-------- DATA RECORDS
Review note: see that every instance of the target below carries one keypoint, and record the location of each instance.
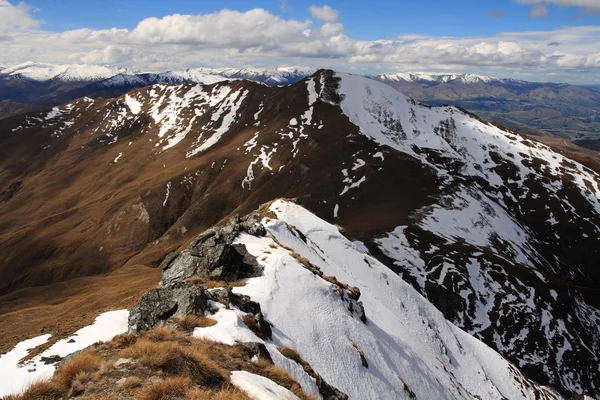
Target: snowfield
(17, 376)
(407, 343)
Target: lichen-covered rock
(240, 301)
(166, 302)
(213, 254)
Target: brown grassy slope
(159, 364)
(79, 214)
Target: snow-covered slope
(491, 181)
(17, 376)
(497, 231)
(271, 77)
(67, 72)
(404, 349)
(435, 78)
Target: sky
(540, 40)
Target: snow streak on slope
(16, 377)
(408, 345)
(260, 388)
(68, 72)
(504, 217)
(391, 118)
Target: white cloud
(538, 11)
(16, 17)
(324, 14)
(231, 38)
(591, 6)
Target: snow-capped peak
(434, 77)
(67, 72)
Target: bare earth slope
(499, 232)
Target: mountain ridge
(471, 215)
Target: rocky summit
(402, 250)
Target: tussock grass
(132, 382)
(251, 323)
(124, 340)
(212, 283)
(281, 377)
(291, 354)
(175, 359)
(170, 388)
(42, 390)
(161, 334)
(190, 322)
(81, 368)
(188, 368)
(227, 393)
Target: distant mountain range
(33, 86)
(558, 109)
(542, 109)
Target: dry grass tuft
(265, 212)
(132, 382)
(124, 340)
(361, 353)
(170, 388)
(212, 283)
(160, 334)
(81, 368)
(251, 323)
(227, 393)
(291, 354)
(177, 359)
(190, 322)
(280, 376)
(42, 390)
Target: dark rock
(258, 349)
(11, 190)
(264, 326)
(164, 303)
(51, 359)
(168, 260)
(242, 302)
(213, 254)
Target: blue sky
(367, 20)
(540, 40)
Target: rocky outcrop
(167, 302)
(10, 191)
(213, 254)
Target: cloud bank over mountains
(258, 37)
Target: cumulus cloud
(16, 17)
(496, 13)
(324, 14)
(257, 37)
(590, 6)
(539, 11)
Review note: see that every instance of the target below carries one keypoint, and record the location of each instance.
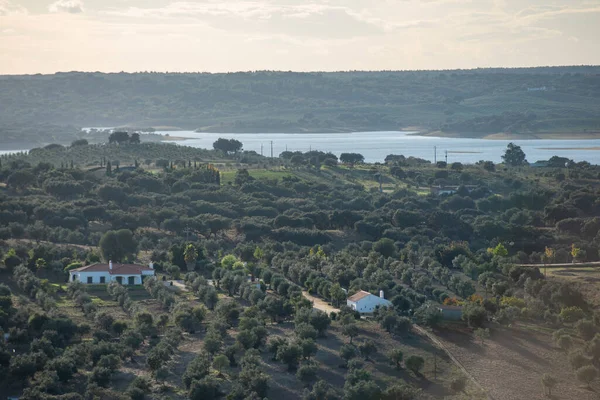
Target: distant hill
(479, 101)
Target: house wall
(368, 304)
(83, 275)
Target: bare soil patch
(511, 363)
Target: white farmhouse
(365, 302)
(125, 274)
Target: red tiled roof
(445, 307)
(360, 295)
(118, 269)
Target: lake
(375, 146)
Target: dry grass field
(511, 363)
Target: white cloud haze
(209, 35)
(70, 6)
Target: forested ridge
(465, 101)
(246, 235)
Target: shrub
(587, 374)
(458, 384)
(415, 364)
(586, 329)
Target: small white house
(365, 302)
(125, 274)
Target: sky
(47, 36)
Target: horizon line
(305, 72)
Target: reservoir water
(375, 146)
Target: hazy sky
(207, 35)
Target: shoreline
(513, 136)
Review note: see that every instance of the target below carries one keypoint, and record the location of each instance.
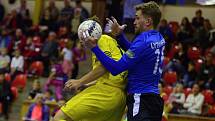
----------------
## [WHAT THIS TASK INVOLVES]
The records above, copied word for word without the pictures, are what should be output.

## [REPLY]
Review note: see that every instance of the target below carries one keypoint, and record the location of each instance.
Target: snowfield
(17, 376)
(407, 343)
Target: lichen-covered rock
(240, 301)
(166, 302)
(213, 254)
Target: brown grassy slope
(159, 364)
(79, 214)
Target: snow-covered slope
(491, 181)
(17, 376)
(497, 231)
(271, 77)
(67, 72)
(404, 349)
(435, 78)
Target: sky
(540, 40)
Target: snow streak on slope
(16, 377)
(408, 345)
(260, 388)
(68, 72)
(504, 217)
(391, 118)
Target: white cloud
(538, 11)
(16, 17)
(324, 14)
(231, 38)
(591, 6)
Target: snow-capped peak
(434, 77)
(67, 72)
Target: bare earth slope
(499, 232)
Target: mountain ridge
(471, 215)
Target: rocky summit
(402, 250)
Target: tussock grass
(132, 382)
(251, 323)
(124, 340)
(212, 283)
(281, 377)
(291, 354)
(175, 359)
(170, 388)
(42, 390)
(161, 334)
(190, 322)
(81, 368)
(188, 368)
(227, 393)
Target: distant mountain range
(33, 86)
(558, 109)
(542, 109)
Target: dry grass tuft
(265, 212)
(132, 382)
(124, 340)
(361, 353)
(170, 388)
(212, 283)
(160, 334)
(81, 368)
(251, 323)
(227, 393)
(291, 354)
(177, 359)
(190, 322)
(280, 376)
(42, 390)
Target: dark rock
(258, 349)
(11, 190)
(264, 326)
(164, 303)
(51, 359)
(168, 260)
(242, 302)
(213, 254)
Target: blue sky
(367, 20)
(540, 40)
Target: rocky outcrop
(167, 302)
(10, 191)
(213, 254)
Target: cloud bank over mountains
(258, 37)
Target: cumulus cloud
(16, 17)
(496, 13)
(324, 14)
(257, 37)
(590, 6)
(539, 11)
Review note: see that every instance of the target below carries one keypoint, and record the location of each instance.
Target: distant hill
(479, 101)
Target: house wall
(368, 304)
(83, 275)
Target: bare soil patch
(511, 363)
Target: white farmhouse
(365, 302)
(125, 274)
Target: red tiled roof
(445, 307)
(360, 295)
(118, 269)
Target: lake
(375, 146)
Target: dry grass field
(511, 363)
Target: white cloud haze
(209, 35)
(70, 6)
Target: forested ridge
(465, 101)
(246, 235)
Target: shrub
(587, 374)
(458, 384)
(415, 364)
(586, 329)
Target: small white house
(365, 302)
(125, 274)
Target: sky
(47, 36)
Target: horizon line
(305, 72)
Target: reservoir water
(375, 146)
Target: hazy sky
(207, 35)
Target: shoreline
(513, 136)
Review note: see that every instance of the target below carries one keypoint, and record the location of each instance.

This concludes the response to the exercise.